[Selected text]

-- begin --

As CAISO’s Stephen Rutty, manager of grid assets, testified in the case, any other rule would leave developers free “to work directly against each other’s interest and gaming opportunities would abound.” (See Demonstration of CAISO Regarding Justness and Reasonableness of Existing Tariff Relating to Financial Security, FERC Docket No. EL10-15, filed Dec. 17, 2010.)
The bottom line? Clipper’s now energy-only Baja wind project still would need a $7.5 million letter of credit, as determined under a CAISO tariff requiring financial security equal to the lesser of:
• 15 percent of the required grid upgrade (that being $80.7 million, or .15 x $538 million), or
• $20,000 per megawatt ($8 million for a 400-MW project), or
• $7.5 million.
Moreover, if Clipper were forced to abandon midstream, due to unforeseen events (such as failing to obtain permits or a viable purchased power contract), CAISO rules would force Clipper to forfeit 50 percent of the $7.5 million letter of credit.
Of course, if the project were carried to completion, CAISO eventually would conduct a second system impact study, based on Clipper’s Phase II switch to energy-only status. This new study, conducted after the opportunity for gaming behavior was passed, would reset Clipper’s required grid upgrade to that needed for an energy-only project (presumably only $4.578 million). It also would reset Clipper’s required letter of credit to only $686,000 (15 percent of $4.578 million).
Clipper’s only loss in that case would be the time value of money—specifically the carrying cost of the $7.5 million security over the intervening term. But Clipper didn’t see things quite that way, as it explained to both FERC and CAISO why, exactly, it had chosen eventually to abandon the project entirely, rather than to post the onerous $7.5 million letter of credit:
“The carrying cost [of the credit] was nonetheless not the principal burden … rather [it was] the extraordinary risk associated with its nonrefundable half.” (See, Comments of Clipper Windpower, FERC Docket No. EL10-15, filed Jan. 19, 2010.)

-- end --

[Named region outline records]
-- begin --

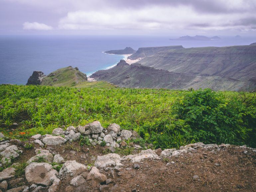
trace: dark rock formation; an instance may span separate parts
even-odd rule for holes
[[[40,85],[42,82],[42,80],[45,76],[46,75],[44,74],[44,73],[42,71],[34,71],[32,75],[28,80],[26,85]]]
[[[104,52],[109,54],[116,54],[118,55],[124,55],[126,54],[132,54],[136,52],[136,51],[130,47],[126,47],[124,49],[117,50],[110,50]]]

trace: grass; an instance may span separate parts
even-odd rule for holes
[[[135,130],[143,139],[135,143],[156,148],[198,141],[256,146],[253,94],[204,91],[0,85],[0,132],[26,140],[97,120]]]

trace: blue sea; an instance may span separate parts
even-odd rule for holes
[[[69,65],[89,76],[124,58],[104,51],[130,47],[182,45],[184,47],[248,45],[256,38],[221,37],[217,41],[170,41],[157,36],[0,36],[0,84],[25,84],[34,71],[47,75]]]

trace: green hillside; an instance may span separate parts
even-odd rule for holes
[[[155,147],[198,141],[256,146],[256,101],[248,93],[0,85],[1,132],[25,139],[98,120],[138,132]],[[17,123],[18,125],[13,125]],[[25,134],[21,135],[21,132]]]

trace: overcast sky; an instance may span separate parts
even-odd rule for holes
[[[256,36],[256,0],[0,0],[0,34]]]

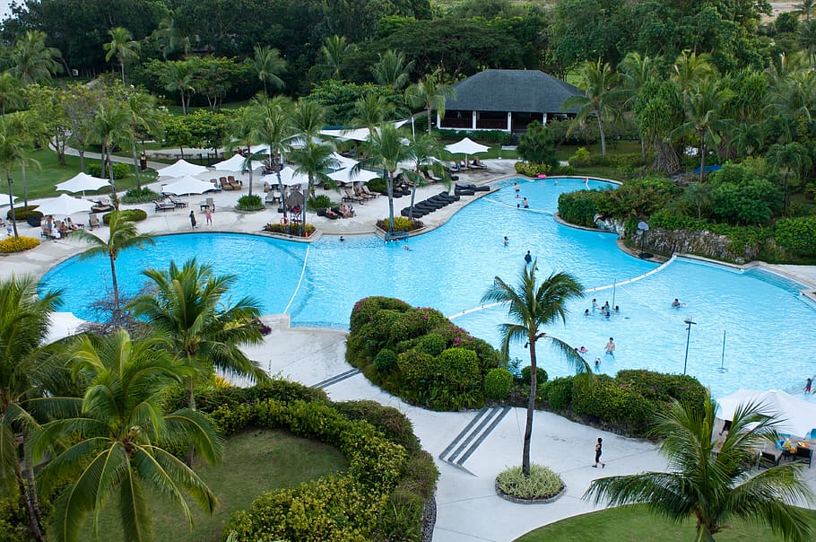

-- end --

[Tasks for this exercise]
**A.** Summarize the Clipper wind project passage in two sentences.
**B.** Supply what follows the final sentence of the Clipper wind project passage.
The records are not needed for this work.

[Answers to the problems]
**A.** Under a CAISO tariff, Clipper's energy-only Baja wind project would still have needed a $7.5 million letter of credit, and Clipper would forfeit half of it if it abandoned the project midstream. Clipper told FERC and CAISO that it chose to abandon the project entirely rather than post that letter, and it named the risk of the nonrefundable half, not the carrying cost, as the principal burden.

**B.**
Clipper continued: “For small and mid-sized companies, a letter of credit of $7.5 million effectively requires that the principal be held by a bank in escrow and, hence, is not unlike being required to make a deposit of the same amount. Seven and a half-million dollars is a great deal of operating capital to have tied up throughout the entire Phase II study for a project which will ultimately have only cost responsibility … totaling only $686,700.”
Now imagine how this story might have turned out, had the developer been a regulated utility, able to draw on monopoly money to do its investing.
The widespread divesting of utility-owned generation has shifted regulatory authority from the states to FERC. Yet, in Illinois, a coming together of merchant money and clever legislative lobbying has put that state’s lawmakers and regulators in the catbird seat, leaving Illinois now able to dictate to FERC regarding rates of return earned in the wholesale power sector.
This curious turn of events involves the Taylorville Energy Center (TEC), the $3.5 billion commercial-purpose, clean-coal IGCC (integrated gasification combined-cycle) project proposed by a startup joint-venture formed by Tenaska, the international power development and energy marketing firm.
Alternative Retail Electric Suppliers (ARES) in Illinois call the situation discriminatory, “and perhaps even unconstitutional.” But if Congress continues to drag its feet on carbon control, Illinois stands ready to step into the vacuum, showing what merchant money can achieve when aligned with a state’s economic interests.
The Taylorville plant would convert high-sulfur Illinois coal to pipeline-quality synthetic natural gas (methane), remove the sulfur and mercury, and then capture some 3 million tons of carbon dioxide per year, sequestering the CO2 in local sandstone formations, or selling it for enhanced oil recovery operations. CO2 emissions from the coal wouldn’t be eliminated, but merely reduced to the level emitted by comparable power generation operations if fueled by natural gas.
Armed with nearly $2.6 billion in DOE loan guarantees, TEC will be able to play power and gas markets against each other. With twin gas combustion turbines and single steam turbine (730-MW gross output; 500-MW net after SNG manufacture and CO2 compression operations), the plant could choose perhaps to toll one gas turbine and sell off the surplus methane, or even purchase pipeline gas for all its power generation, selling all its coal-gas production in natural gas markets. As the nominal developer of the project, the merchant startup Christian County Generation LLC (CCG) has sought a guarantee from FERC that the wholesale return on equity (ROE) equal at least 11.5 percent. (See FERC Docket No. EL10-27, filed Dec. 23, 2009.)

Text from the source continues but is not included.